Exercise details>
Update everything from the line containing "target | stack of paper" down to the line containing "[(434, 465)]", replacing "throw pillow" with "cushion" and keeping all else unchanged. Give back only those lines.

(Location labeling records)

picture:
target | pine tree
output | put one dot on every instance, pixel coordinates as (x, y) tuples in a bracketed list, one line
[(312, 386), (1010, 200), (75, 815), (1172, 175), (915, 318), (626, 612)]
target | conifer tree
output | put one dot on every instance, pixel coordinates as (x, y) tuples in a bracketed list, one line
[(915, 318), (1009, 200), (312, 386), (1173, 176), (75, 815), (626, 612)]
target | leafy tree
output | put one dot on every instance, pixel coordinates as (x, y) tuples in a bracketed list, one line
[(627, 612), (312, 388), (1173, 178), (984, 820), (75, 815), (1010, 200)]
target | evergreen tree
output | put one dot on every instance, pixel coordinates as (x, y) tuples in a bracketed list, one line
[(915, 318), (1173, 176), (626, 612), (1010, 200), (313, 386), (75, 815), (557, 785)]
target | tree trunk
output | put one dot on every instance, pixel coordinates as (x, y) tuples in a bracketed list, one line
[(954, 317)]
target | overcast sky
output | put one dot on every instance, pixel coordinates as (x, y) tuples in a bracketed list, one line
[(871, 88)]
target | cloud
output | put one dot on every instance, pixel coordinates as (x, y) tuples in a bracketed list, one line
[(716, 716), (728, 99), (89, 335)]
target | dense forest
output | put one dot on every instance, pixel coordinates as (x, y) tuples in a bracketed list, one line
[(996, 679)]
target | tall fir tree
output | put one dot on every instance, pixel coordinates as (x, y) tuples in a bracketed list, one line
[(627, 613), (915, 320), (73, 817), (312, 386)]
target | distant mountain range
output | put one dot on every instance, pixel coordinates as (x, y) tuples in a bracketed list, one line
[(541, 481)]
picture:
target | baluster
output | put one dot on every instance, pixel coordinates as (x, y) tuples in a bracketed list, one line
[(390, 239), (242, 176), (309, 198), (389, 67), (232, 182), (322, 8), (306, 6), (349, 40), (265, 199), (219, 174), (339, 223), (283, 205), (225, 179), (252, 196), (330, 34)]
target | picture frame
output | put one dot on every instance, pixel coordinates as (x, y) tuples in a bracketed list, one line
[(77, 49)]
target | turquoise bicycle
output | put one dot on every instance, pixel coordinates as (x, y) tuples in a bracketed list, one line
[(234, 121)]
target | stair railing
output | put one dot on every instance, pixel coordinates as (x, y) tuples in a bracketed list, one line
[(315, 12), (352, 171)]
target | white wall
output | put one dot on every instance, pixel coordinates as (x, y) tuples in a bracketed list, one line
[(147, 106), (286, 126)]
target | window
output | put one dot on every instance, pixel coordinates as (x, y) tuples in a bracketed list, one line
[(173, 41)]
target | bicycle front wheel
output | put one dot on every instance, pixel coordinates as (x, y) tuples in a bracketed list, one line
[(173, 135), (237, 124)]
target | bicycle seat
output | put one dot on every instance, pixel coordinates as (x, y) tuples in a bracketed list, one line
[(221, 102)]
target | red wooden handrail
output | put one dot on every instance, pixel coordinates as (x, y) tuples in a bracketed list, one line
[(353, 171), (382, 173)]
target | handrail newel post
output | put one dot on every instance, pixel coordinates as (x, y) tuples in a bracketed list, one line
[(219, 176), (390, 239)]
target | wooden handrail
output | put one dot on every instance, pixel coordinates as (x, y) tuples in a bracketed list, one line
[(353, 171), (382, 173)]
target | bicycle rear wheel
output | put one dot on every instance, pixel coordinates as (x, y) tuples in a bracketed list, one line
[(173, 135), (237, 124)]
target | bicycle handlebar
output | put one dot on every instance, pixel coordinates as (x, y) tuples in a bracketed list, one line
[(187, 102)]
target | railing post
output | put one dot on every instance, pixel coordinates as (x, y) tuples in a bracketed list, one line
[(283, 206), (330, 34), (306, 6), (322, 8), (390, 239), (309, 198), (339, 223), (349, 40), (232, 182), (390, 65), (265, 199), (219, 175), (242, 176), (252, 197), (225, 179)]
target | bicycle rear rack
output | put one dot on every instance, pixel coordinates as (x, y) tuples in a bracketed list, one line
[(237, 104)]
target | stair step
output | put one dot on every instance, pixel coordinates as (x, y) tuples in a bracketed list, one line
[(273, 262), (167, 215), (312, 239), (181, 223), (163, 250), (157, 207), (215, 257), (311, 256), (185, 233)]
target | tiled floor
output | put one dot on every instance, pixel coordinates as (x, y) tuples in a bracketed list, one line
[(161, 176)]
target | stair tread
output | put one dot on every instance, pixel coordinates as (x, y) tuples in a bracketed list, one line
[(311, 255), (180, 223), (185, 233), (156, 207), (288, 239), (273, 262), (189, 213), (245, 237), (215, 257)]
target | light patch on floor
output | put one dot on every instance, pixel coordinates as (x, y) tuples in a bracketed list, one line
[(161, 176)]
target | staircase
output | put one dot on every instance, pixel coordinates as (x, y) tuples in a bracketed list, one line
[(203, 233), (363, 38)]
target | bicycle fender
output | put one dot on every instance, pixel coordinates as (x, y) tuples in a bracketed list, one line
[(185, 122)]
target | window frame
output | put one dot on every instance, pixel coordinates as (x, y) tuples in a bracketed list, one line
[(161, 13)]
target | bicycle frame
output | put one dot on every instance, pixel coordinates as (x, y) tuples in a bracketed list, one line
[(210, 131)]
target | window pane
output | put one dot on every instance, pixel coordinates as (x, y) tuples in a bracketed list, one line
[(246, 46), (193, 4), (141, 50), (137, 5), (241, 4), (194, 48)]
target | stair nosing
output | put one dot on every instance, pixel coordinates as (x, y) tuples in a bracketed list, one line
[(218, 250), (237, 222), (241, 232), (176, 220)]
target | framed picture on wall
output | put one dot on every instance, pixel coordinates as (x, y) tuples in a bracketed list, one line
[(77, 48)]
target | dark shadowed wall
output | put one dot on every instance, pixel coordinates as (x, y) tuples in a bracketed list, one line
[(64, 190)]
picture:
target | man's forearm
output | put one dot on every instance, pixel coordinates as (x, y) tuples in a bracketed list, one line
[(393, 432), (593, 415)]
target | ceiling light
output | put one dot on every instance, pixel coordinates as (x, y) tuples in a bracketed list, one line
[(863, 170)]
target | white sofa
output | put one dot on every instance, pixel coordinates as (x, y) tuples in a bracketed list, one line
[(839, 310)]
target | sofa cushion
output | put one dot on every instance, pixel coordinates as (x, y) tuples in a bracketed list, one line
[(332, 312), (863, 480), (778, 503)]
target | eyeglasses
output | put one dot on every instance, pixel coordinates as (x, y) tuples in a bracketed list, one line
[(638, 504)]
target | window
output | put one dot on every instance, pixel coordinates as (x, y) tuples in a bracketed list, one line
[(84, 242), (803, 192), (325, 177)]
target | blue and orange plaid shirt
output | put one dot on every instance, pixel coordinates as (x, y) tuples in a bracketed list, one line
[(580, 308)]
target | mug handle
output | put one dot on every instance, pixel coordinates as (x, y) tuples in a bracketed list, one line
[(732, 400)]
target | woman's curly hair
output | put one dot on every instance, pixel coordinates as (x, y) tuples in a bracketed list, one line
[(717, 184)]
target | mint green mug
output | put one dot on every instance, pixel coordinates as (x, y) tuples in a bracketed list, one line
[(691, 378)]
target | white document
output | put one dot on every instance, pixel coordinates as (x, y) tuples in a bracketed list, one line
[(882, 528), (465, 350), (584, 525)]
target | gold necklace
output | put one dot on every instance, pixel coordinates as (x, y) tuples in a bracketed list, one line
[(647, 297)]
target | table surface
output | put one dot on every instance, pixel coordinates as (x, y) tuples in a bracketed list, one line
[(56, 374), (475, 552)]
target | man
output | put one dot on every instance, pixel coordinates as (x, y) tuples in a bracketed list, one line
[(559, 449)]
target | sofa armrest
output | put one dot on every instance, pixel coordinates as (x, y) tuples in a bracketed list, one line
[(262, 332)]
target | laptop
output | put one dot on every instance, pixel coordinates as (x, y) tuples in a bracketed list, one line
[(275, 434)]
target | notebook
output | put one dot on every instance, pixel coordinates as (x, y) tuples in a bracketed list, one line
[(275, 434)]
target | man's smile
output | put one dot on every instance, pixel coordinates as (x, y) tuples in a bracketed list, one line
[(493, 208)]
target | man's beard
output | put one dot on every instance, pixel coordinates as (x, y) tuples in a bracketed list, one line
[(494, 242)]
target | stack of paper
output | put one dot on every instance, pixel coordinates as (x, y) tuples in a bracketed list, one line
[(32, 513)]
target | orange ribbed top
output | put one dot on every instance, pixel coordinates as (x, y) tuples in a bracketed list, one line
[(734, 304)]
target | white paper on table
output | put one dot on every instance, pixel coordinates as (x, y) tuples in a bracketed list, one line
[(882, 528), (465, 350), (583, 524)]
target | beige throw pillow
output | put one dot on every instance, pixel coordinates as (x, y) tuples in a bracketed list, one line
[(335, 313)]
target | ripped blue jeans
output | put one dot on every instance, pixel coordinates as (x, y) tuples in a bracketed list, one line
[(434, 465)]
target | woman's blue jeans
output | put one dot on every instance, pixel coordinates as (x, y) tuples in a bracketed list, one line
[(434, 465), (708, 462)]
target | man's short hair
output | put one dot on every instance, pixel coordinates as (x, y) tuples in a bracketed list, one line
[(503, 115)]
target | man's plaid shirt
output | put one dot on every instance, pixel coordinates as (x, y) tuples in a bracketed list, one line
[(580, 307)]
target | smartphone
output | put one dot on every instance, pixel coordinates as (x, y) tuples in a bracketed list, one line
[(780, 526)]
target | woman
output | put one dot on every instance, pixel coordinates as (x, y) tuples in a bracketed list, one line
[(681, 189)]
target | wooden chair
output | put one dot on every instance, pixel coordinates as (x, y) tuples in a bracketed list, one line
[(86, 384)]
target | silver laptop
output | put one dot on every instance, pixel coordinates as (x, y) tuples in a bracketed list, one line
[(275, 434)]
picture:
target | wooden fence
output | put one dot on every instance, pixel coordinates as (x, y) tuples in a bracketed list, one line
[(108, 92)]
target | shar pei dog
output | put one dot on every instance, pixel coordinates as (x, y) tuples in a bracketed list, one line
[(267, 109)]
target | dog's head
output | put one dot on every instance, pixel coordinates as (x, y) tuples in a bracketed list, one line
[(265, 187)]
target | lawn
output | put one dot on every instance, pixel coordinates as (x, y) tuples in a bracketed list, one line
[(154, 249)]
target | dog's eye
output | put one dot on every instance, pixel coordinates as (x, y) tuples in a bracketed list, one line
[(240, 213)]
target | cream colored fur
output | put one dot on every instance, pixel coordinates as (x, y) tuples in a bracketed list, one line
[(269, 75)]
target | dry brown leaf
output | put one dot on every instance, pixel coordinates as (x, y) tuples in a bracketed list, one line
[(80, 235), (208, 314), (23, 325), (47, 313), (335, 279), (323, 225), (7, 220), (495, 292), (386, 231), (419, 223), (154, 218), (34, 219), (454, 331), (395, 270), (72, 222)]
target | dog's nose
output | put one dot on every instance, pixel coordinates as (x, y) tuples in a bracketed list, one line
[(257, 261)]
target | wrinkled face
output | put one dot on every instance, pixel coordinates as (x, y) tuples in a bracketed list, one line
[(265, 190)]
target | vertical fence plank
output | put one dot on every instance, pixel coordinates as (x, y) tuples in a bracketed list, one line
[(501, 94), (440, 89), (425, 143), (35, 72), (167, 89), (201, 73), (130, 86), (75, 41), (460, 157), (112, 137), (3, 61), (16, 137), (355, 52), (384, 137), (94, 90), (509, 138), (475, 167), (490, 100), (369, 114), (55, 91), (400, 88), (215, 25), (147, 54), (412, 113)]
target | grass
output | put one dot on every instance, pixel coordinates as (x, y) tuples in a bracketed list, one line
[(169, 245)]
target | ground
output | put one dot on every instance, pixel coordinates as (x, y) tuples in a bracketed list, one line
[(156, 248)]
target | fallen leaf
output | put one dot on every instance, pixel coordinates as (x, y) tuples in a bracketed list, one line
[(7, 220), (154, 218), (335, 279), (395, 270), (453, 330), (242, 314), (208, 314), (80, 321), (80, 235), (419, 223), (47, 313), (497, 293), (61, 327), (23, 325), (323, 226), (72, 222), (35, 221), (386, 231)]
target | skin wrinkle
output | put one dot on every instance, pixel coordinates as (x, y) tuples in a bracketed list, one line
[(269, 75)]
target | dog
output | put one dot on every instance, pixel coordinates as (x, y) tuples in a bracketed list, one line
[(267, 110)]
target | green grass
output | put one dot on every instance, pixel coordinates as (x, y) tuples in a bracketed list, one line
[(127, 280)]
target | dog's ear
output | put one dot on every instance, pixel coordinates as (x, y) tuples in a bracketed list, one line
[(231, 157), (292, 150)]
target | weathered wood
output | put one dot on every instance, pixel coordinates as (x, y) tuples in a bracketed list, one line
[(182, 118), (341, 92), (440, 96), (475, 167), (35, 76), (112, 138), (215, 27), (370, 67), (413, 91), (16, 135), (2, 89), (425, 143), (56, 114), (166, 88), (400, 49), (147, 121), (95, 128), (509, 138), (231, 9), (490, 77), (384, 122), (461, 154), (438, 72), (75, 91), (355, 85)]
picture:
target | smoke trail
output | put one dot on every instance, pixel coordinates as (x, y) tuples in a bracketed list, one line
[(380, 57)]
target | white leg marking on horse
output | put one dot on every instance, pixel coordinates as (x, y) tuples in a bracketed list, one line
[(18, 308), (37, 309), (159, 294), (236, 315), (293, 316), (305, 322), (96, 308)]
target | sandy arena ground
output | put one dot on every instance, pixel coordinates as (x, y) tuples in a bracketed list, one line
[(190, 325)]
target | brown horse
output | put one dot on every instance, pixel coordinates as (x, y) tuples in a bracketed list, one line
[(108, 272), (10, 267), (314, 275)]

Answer for this exercise>
target | stack of paper
output | put one dot on every instance, pixel coordinates as (x, y) tuples in a bracketed list, one line
[(32, 513)]
target | orange ribbed top
output | put one dot on every instance, pixel coordinates as (x, y) tuples in a bracketed list, one line
[(734, 304)]
target | white paper on table
output | put one dot on every instance, pixel coordinates as (x, y) tuples in a bracketed list, one line
[(882, 528), (465, 350), (583, 524)]
target | beige cushion
output | put one dot on every instance, pixel coordinates as (x, y) tuples in a bracketed list, one line
[(335, 313)]
target | ripped blue jeans
output | put one dot on every instance, pixel coordinates as (x, y) tuples in a bracketed list, one line
[(434, 465)]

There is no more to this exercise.